> Task description
Report every line of the records beneath this task that holds the string "window".

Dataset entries

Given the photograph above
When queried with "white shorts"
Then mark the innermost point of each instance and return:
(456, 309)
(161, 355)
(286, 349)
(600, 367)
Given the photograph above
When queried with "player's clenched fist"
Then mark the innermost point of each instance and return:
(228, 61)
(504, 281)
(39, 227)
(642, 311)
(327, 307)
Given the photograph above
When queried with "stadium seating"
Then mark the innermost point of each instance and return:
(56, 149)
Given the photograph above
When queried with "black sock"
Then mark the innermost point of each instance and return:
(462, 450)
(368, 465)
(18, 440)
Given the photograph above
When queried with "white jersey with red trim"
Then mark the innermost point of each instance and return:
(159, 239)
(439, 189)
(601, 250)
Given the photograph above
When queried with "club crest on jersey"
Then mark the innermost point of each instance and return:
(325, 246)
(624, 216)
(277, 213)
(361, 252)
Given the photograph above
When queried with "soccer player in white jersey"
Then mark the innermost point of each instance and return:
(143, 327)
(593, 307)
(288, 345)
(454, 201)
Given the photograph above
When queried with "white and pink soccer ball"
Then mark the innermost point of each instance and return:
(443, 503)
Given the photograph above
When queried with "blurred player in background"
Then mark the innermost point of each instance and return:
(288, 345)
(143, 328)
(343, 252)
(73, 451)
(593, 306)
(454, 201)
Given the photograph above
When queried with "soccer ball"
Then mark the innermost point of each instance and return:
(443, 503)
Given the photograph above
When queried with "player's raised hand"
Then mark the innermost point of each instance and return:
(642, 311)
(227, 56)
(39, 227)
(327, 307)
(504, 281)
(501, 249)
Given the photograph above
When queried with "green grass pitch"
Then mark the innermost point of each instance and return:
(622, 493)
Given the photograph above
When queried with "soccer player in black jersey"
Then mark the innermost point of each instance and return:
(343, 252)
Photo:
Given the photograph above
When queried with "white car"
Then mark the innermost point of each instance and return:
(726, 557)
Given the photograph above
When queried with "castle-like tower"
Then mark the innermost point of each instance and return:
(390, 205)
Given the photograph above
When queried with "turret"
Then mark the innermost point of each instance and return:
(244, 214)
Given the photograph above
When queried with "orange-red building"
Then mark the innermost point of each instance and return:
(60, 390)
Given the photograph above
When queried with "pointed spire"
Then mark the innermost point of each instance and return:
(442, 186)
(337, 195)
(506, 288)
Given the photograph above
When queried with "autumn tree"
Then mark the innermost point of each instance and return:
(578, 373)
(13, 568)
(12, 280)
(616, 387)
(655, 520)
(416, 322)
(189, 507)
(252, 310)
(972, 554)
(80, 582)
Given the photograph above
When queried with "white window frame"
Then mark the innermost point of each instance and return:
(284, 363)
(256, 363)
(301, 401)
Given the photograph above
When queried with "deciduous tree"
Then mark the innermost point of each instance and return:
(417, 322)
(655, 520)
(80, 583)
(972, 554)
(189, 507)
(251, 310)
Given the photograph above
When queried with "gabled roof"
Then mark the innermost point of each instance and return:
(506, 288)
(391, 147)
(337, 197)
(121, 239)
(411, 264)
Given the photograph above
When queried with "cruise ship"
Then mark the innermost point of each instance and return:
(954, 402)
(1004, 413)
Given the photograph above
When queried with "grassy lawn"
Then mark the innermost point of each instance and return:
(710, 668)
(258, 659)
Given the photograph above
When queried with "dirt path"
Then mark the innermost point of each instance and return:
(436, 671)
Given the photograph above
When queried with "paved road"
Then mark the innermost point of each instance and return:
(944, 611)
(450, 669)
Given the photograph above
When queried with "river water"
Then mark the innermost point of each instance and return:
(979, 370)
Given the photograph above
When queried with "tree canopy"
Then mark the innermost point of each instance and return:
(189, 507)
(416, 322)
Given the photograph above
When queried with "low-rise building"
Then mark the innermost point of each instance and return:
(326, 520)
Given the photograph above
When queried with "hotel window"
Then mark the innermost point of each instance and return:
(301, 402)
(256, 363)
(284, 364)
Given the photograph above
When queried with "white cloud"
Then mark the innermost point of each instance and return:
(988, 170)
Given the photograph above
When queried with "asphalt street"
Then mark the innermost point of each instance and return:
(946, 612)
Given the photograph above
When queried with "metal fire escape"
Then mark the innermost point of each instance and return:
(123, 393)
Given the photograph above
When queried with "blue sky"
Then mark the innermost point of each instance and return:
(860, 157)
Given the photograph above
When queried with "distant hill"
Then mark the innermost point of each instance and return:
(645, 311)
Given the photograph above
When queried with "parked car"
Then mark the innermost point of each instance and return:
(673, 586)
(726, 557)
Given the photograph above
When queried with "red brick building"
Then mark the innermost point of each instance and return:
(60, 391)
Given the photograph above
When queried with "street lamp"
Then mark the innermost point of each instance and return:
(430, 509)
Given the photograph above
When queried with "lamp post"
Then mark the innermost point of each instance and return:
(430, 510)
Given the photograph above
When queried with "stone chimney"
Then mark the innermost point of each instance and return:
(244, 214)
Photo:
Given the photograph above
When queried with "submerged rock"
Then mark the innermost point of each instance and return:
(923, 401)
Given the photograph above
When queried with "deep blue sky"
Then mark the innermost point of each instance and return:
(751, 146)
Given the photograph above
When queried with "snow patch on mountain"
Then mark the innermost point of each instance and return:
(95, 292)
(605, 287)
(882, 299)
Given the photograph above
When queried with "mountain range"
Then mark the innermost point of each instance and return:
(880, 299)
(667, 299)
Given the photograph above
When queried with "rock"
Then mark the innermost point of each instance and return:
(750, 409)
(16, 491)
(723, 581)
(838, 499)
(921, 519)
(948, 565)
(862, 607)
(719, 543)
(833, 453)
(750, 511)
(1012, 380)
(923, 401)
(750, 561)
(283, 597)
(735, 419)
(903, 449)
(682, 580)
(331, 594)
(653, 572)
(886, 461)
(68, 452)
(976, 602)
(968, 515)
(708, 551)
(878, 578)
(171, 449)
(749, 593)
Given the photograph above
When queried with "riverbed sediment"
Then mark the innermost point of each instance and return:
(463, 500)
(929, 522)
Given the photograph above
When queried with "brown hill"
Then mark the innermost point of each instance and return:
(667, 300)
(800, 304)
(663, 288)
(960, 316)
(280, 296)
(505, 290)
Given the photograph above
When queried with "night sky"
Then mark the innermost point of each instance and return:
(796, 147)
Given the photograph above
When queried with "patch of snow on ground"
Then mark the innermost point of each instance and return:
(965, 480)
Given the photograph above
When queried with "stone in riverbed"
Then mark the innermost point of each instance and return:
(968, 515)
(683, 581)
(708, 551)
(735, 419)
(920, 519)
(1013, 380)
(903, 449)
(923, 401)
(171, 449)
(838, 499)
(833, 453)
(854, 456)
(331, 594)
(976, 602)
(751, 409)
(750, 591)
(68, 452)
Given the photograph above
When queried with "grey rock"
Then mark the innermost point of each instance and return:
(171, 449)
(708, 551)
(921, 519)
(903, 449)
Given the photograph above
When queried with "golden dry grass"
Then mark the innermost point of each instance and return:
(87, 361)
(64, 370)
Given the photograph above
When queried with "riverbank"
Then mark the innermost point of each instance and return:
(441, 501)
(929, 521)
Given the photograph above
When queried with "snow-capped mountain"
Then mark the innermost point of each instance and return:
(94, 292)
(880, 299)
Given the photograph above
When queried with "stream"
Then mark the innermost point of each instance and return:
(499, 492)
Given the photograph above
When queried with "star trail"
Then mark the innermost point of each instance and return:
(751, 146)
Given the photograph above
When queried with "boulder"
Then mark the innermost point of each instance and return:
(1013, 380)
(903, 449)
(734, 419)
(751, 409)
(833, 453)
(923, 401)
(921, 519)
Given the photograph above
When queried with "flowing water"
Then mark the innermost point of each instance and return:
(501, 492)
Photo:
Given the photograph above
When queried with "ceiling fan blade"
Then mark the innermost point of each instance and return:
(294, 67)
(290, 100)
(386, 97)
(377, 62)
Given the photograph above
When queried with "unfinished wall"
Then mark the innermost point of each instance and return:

> Result of the exercise
When queried with "white window frame"
When queried with "hotel window"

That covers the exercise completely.